Terry,
I'm having a real problem understanding this. The 21 cm
hydrogen line is caused by the hyperfine structure of the 1s
level of the hydrogen atom. This splitting of the 1s level is
due to the interaction of the nuclear spin and the electron
spin. When these spins are parallel the hydrogen atom is in a
slightly higher energy state and spin flipping results in the
emission of a 5.9 x10^-6 eV photon.
In your OPines on molecular hydrogen nuclear spins, are you
saying that flipping the electron spin can change the molecular
spin?
Why not? Are you going to surprise me with an overlooked bit of
insight? ....Given that the hydrogen atom in its ground state is a
spin zero object, this seems to indicate that the molecular
"regular" spin imparted by an EM field alone may be sufficient to
flip the quantum spin without any real kinetic "collision" being
necessary to change (or "pump") the isomeric state back up to
ortho.... or is there a false assumption there? I realize that it
is a mistake to link orbital "spin" with quantum spin, but in fact
the two are often coordinated. If there is an error in this line
of reasoning, this is a good candidate.
BTW There is a web nice page with some images on gas collision
rates at:
http://itl.chem.ufl.edu/2041_f97/lectures/lec_d.html
What could be special about a gas collision rate of 1.42 * 10e9,
assuming that spin-spin is linked ? Certainly nothing is special
about it in air; but in hydrogen, this is coincidentally in sync
with the energy gap between the two isomers: ortho and para. One
possibility of that being the case may be simply that the
collision rate acts as a catalyst, if there should be an imbalance
in the normal ratio of o-p for a given temperature. The catalyst
would speed up the rate of change.
The more difficult "leap of faith" is that the collision rate
actually coheres "excess" EM energy from ZPE in order to keep the
gas in an isothermal state, especially since it is over the
inversion temperature. Normally when heat would be recaptured,
when going from p back to o, then the gas itself would cool, and
there would be a lowering of pressure - except in that crazy
circumstances of inversion, where the 'normal' effect of
contraction when a gas cools is suspended. Could inversion itself
be a ZPE effect?
It is all very confusing. Do you find any fault with the suggested
experiment, however?
A couple of interesting factoids, re air. At the density of the
atmosphere at sea level, each gas molecule experiences collisions
at a rate of about 10e10 times per second. Since this is not
"that" far off, is there anything special about the lower
collision rate of MAHG? The average distance traveled by a
molecule between collisions is the mean free path (MFP). The
higher the density of gas, the smaller the mean free path (more
likelihood of a collision) At sea level the mean free path is
about 60 nm. At lower pressure, this gap is larger, plus the
Casimir is most potent from 10 nm down to 2 nm. Hmmm... lost my
train of thought there, but anyway it would seem that if the
Casimir alone is operative, without isomers, then it should not
work as well at the lower pressure of MAHG as it would at a higher
pressure.
More later, TGIF
... except I swore off drinking as my new year's resolution. Makes
me wonder if any of those bars are open here - have you heard -
the English call it AWOL... those naughty Brits...
Jones

== AIM ==
From the post on hydrogen spin and gas collision rates, pull out the stretch from "Why not? Are" through "a good candidate." word for word.

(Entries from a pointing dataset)

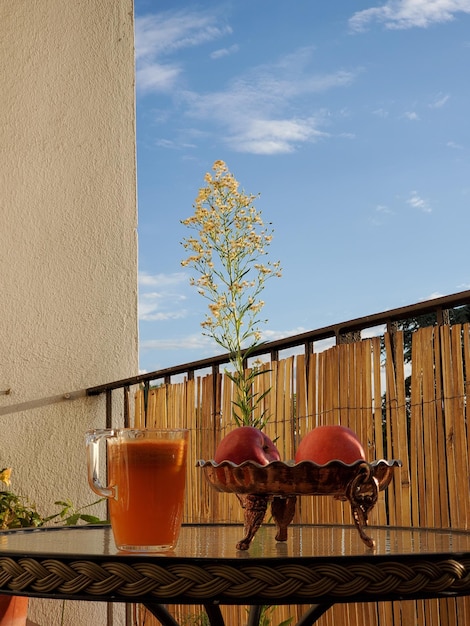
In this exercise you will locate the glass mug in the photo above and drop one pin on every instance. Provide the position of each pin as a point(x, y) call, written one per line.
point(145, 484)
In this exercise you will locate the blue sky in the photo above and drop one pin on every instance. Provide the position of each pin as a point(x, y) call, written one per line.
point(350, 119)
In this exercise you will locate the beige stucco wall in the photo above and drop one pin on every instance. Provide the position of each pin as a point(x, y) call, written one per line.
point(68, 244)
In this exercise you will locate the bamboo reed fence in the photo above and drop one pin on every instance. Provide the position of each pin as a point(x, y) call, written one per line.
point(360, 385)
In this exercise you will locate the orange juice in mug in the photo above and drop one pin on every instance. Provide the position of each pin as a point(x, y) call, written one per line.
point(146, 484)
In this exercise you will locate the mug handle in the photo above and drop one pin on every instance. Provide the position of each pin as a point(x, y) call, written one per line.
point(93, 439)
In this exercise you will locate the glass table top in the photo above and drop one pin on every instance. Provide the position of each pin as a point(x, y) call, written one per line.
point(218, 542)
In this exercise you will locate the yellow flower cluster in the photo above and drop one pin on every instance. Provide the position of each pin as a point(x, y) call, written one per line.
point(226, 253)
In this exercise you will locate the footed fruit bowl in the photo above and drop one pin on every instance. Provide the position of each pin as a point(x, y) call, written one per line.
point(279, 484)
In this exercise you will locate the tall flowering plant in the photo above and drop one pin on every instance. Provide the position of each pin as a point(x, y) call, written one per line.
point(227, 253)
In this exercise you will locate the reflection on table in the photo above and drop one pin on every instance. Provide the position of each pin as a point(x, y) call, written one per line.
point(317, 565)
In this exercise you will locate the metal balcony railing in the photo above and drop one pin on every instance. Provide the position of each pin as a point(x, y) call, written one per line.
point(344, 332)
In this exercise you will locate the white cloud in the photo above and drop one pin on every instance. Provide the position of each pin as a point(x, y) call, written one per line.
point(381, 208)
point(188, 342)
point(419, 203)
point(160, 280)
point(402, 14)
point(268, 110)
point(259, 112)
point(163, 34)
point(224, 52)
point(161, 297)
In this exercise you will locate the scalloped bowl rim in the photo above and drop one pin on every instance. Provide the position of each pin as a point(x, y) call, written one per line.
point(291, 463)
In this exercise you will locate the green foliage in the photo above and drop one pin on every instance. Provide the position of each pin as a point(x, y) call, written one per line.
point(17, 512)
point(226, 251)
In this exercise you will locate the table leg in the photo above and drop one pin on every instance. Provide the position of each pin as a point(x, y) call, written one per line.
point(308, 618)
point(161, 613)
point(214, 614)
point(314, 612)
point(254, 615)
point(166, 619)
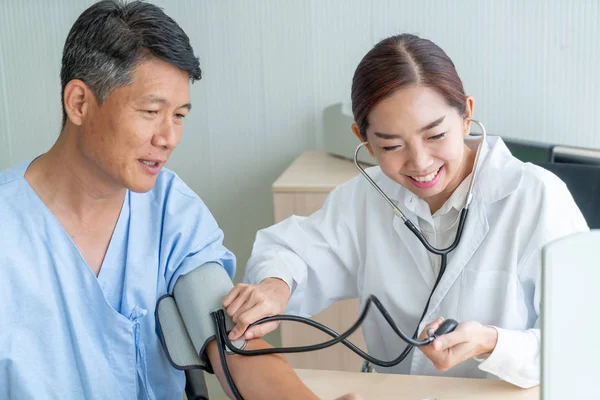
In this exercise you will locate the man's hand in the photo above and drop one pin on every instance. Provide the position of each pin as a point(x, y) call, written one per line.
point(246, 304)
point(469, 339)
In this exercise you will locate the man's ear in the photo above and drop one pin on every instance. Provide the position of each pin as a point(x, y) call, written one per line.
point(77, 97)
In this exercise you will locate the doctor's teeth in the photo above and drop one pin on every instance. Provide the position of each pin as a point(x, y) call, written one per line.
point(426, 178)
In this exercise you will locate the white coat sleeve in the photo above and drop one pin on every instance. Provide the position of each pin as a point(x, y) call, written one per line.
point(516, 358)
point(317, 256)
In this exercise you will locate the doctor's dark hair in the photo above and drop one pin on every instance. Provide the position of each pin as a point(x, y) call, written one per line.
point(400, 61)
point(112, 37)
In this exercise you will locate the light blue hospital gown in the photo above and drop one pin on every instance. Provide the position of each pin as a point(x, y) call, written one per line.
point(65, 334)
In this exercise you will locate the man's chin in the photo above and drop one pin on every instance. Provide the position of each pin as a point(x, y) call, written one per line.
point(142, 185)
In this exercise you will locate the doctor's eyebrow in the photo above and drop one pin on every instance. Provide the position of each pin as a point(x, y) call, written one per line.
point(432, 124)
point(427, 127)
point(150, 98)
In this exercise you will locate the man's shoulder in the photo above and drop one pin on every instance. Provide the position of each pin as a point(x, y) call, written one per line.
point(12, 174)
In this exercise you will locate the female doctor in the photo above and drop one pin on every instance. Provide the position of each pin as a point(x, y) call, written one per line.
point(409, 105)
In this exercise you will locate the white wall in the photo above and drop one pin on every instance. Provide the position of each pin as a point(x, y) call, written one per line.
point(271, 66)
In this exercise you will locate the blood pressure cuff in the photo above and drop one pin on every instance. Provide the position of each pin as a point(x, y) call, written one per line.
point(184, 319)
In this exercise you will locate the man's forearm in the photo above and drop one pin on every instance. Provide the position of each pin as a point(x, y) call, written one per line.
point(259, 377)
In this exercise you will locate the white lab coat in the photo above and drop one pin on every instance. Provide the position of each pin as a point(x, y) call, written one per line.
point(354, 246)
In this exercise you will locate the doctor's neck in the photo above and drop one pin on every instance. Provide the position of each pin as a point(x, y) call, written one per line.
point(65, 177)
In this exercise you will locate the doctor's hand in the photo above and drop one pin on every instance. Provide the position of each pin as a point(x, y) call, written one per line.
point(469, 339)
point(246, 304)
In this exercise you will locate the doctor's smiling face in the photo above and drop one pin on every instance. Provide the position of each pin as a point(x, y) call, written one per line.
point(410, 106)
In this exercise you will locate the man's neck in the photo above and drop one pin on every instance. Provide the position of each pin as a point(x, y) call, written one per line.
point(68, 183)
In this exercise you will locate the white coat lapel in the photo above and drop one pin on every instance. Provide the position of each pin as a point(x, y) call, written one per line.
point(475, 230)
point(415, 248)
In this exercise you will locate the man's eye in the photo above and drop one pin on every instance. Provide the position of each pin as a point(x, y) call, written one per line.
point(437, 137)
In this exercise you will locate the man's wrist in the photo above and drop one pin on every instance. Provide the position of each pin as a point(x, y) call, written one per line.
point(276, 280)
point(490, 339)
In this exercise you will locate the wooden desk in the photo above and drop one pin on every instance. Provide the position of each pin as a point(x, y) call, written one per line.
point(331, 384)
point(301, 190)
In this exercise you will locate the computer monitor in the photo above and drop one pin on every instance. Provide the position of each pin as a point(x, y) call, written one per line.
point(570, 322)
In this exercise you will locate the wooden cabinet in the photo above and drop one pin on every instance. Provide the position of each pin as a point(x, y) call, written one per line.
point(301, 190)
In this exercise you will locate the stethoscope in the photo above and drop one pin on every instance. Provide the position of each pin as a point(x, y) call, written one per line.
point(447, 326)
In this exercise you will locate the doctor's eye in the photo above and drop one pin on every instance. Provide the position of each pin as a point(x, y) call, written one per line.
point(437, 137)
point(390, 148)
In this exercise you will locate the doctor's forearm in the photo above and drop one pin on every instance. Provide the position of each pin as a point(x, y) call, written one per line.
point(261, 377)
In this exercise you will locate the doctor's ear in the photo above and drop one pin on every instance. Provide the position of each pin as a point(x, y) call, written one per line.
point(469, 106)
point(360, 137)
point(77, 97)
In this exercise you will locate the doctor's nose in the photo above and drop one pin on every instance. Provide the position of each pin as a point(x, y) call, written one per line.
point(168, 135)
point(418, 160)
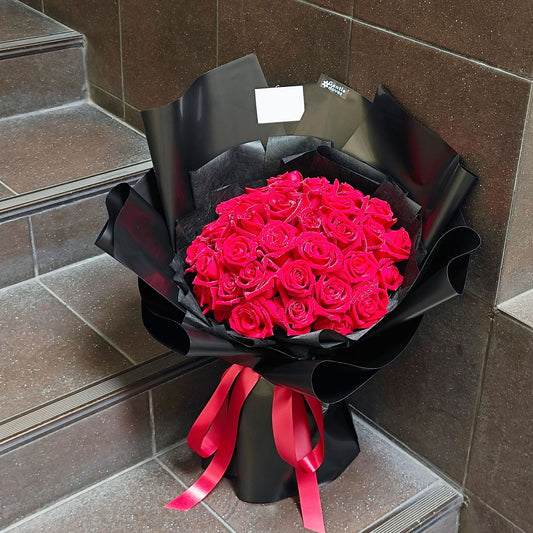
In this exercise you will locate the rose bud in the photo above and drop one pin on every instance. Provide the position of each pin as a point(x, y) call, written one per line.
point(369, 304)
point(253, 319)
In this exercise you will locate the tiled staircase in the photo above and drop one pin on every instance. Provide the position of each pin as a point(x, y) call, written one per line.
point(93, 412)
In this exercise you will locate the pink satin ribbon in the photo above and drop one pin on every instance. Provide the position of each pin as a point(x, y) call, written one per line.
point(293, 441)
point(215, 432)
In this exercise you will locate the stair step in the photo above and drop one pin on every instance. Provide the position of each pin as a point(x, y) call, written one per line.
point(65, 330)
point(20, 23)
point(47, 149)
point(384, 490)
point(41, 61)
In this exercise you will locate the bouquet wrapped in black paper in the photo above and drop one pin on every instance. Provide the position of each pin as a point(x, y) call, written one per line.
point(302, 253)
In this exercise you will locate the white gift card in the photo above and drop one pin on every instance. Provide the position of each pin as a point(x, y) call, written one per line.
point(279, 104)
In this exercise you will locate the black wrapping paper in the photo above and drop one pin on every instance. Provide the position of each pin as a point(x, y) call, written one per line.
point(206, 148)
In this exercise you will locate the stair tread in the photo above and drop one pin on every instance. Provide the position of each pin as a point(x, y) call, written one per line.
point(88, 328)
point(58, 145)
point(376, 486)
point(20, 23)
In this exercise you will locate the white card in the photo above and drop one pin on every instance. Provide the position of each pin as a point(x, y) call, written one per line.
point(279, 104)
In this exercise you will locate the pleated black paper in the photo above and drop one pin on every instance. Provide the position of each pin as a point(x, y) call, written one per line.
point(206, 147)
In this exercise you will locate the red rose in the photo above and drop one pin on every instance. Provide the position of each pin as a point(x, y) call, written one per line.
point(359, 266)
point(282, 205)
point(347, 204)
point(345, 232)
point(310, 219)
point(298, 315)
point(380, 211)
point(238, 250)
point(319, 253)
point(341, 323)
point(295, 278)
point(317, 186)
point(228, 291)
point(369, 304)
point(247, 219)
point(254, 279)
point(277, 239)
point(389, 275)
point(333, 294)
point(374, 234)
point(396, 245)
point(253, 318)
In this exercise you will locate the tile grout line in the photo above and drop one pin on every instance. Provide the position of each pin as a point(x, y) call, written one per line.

--

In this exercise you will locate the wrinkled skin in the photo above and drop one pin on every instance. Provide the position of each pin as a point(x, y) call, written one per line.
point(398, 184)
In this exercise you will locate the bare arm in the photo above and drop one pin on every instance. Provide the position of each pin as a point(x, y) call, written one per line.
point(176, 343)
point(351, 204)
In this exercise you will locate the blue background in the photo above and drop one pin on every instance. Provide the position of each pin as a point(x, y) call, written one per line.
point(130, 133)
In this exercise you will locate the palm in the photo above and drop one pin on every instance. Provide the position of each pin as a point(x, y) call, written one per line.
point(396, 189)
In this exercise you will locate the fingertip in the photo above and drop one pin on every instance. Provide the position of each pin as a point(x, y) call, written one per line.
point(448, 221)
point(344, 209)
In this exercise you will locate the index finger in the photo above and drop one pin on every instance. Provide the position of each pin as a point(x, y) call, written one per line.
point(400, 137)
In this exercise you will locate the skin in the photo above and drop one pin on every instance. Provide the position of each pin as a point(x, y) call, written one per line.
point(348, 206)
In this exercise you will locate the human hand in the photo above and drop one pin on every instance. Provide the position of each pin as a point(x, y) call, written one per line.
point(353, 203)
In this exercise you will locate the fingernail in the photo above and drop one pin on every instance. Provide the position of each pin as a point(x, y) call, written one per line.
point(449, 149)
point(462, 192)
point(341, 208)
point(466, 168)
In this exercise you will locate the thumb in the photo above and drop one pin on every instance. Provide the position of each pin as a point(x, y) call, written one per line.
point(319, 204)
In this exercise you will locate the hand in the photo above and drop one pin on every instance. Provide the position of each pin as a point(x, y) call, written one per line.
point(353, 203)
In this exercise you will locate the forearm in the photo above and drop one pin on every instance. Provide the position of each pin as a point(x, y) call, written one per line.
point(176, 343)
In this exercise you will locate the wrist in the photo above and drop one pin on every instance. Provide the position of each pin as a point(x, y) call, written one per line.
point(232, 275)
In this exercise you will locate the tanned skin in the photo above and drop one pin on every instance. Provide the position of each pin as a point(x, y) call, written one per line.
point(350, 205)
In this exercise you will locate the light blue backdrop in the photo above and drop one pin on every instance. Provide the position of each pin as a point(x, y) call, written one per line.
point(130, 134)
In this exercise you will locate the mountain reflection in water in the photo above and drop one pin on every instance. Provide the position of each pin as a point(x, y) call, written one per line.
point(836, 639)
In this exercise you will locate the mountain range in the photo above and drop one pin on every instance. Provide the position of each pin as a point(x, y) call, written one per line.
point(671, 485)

--

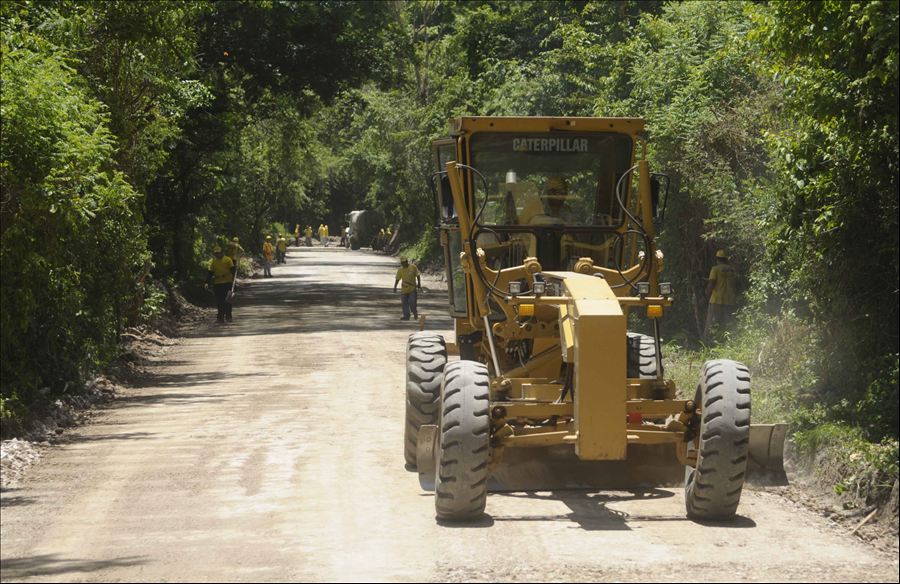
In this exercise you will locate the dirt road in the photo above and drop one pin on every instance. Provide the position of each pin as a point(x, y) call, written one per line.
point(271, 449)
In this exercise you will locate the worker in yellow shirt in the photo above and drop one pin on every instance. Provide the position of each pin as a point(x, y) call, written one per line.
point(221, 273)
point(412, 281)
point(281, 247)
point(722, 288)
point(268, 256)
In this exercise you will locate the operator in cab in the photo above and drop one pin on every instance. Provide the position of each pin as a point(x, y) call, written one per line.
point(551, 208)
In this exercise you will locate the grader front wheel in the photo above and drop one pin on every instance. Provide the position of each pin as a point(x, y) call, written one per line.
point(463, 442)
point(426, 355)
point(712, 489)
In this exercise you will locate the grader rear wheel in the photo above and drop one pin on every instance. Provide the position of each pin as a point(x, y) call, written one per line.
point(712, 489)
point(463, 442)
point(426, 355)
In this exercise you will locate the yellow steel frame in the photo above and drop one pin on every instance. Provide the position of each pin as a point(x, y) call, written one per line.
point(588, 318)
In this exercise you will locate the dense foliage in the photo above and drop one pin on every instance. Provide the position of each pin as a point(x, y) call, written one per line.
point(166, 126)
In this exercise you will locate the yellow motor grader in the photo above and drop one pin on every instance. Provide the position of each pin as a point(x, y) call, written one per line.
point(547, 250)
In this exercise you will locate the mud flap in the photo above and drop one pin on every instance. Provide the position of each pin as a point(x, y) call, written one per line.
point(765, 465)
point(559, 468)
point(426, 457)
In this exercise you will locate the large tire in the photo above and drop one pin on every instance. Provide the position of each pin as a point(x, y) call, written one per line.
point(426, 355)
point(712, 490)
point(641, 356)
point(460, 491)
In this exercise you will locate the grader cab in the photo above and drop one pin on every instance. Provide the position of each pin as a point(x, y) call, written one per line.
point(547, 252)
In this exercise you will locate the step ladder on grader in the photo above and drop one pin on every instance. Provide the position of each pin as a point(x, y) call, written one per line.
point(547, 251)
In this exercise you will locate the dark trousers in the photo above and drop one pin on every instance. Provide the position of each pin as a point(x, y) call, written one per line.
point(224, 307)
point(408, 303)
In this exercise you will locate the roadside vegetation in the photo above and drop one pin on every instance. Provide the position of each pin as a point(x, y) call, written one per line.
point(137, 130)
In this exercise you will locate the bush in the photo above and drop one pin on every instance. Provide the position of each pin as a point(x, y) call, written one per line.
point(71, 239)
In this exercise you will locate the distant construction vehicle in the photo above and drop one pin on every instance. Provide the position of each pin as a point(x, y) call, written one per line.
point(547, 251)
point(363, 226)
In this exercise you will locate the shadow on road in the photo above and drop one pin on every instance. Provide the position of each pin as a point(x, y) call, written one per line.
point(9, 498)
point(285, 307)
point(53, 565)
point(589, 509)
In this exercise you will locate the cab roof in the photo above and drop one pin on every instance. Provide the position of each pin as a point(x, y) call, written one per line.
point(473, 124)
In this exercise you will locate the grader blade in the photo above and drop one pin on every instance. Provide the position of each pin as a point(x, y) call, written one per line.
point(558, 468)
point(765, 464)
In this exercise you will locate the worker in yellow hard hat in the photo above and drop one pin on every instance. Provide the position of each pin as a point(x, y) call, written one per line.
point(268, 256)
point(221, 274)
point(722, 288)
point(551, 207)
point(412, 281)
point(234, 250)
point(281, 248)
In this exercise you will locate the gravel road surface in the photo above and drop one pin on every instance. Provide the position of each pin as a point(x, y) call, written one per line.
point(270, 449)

== TASK OUTPUT ==
Why not? Are you going to surprise me with an overlooked bit of
insight? ....Given that the hydrogen atom in its ground state is a
spin zero object, this seems to indicate that the molecular
"regular" spin imparted by an EM field alone may be sufficient to
flip the quantum spin without any real kinetic "collision" being
necessary to change (or "pump") the isomeric state back up to
ortho.... or is there a false assumption there? I realize that it
is a mistake to link orbital "spin" with quantum spin, but in fact
the two are often coordinated. If there is an error in this line
of reasoning, this is a good candidate.